What is asked: Pull out the part of the rows that begins at their very first line and ends with the line containing "POLYGON ((256 38, 255 0, 0 0, 0 47, 256 38))", and reproduce it character for character, including both of those lines.

Records supplied:
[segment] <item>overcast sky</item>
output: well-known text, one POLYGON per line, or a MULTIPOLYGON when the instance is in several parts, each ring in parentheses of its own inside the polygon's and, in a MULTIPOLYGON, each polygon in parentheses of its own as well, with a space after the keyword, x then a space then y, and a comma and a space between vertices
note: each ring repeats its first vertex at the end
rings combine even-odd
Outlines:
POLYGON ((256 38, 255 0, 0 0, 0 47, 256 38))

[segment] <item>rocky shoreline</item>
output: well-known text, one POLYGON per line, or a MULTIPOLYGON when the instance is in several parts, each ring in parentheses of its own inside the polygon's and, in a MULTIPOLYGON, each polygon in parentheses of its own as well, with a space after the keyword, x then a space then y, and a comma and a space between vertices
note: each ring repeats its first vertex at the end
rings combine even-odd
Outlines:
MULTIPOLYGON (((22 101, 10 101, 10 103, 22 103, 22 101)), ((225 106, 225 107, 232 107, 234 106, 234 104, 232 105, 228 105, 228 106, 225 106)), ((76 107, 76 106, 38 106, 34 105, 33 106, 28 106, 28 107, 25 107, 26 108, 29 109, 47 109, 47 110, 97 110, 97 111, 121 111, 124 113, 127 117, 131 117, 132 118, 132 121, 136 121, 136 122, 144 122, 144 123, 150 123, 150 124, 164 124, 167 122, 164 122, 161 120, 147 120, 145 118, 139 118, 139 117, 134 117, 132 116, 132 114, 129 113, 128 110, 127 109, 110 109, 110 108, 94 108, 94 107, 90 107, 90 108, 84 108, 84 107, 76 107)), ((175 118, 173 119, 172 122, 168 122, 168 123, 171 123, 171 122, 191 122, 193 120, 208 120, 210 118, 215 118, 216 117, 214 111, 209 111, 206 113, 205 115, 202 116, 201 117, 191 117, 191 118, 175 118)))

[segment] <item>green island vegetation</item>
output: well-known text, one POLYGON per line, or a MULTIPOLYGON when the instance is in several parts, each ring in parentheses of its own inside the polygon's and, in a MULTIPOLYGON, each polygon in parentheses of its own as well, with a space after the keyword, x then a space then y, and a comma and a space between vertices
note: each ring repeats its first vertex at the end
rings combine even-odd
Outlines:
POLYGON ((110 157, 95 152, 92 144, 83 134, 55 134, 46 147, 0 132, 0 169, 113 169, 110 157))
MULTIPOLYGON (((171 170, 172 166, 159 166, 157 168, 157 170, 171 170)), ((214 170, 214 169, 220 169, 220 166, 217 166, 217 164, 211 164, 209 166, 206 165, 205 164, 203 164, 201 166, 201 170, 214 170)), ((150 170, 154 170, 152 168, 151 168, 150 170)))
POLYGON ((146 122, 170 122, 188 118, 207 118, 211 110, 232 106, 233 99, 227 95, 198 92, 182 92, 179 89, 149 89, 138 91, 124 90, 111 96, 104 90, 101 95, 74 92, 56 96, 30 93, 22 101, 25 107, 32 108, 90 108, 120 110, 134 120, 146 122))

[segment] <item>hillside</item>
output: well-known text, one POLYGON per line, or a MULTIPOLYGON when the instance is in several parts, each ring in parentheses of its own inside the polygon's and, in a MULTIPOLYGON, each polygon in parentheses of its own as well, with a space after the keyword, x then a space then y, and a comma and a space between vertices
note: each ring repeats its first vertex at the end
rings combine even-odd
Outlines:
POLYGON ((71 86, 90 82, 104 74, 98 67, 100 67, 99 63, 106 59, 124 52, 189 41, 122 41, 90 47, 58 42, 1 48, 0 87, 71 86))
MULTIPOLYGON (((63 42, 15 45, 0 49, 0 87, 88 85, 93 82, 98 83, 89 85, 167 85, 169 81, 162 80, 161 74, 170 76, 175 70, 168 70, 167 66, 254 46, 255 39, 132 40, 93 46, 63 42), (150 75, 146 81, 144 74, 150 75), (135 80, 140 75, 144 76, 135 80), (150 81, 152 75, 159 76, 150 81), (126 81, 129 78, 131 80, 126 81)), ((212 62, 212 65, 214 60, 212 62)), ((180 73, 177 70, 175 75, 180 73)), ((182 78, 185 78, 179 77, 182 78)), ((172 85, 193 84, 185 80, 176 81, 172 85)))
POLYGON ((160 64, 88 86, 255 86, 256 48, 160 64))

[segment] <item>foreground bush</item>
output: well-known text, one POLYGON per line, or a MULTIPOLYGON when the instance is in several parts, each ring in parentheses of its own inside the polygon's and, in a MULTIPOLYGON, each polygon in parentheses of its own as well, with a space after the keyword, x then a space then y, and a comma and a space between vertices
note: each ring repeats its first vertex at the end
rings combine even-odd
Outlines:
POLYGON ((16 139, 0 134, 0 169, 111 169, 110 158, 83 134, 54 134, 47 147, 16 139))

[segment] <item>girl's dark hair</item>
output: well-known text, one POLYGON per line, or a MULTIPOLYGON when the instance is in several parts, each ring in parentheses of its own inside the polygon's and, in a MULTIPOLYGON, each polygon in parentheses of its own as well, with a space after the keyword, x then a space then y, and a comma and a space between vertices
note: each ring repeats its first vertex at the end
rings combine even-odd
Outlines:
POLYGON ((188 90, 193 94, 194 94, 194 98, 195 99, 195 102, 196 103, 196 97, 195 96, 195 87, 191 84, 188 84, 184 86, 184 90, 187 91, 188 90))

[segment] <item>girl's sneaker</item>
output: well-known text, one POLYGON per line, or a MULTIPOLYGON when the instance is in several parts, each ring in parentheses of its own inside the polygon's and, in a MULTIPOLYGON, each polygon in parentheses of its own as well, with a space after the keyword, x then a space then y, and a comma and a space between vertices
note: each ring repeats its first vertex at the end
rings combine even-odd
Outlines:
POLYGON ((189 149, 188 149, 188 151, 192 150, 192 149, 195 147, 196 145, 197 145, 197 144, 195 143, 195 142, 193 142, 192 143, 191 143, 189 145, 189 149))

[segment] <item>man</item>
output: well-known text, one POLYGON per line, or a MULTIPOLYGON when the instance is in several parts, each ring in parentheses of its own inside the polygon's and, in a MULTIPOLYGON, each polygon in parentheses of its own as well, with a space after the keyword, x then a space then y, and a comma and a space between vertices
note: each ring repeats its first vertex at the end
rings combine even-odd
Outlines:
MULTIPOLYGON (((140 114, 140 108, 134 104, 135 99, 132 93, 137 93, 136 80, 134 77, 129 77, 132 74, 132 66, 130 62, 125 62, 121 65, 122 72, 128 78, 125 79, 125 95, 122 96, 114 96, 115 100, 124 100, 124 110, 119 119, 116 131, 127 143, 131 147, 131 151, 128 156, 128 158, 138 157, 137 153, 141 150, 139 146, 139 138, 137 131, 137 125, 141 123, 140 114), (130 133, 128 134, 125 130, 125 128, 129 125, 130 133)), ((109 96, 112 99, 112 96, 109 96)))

Worked answer:
[segment] <item>overcast sky</item>
output: well-known text, one POLYGON per line, or a MULTIPOLYGON when the instance is in several parts, each ring in parentheses of its own inside the polygon's and, in a MULTIPOLYGON, each polygon in parentheses of its own as well, with a space after the keyword, x then a space then y, and a comma and a space between vertices
note: each ring repeats its first vertex at the end
rings combine even-odd
Outlines:
POLYGON ((256 38, 255 0, 0 0, 0 47, 256 38))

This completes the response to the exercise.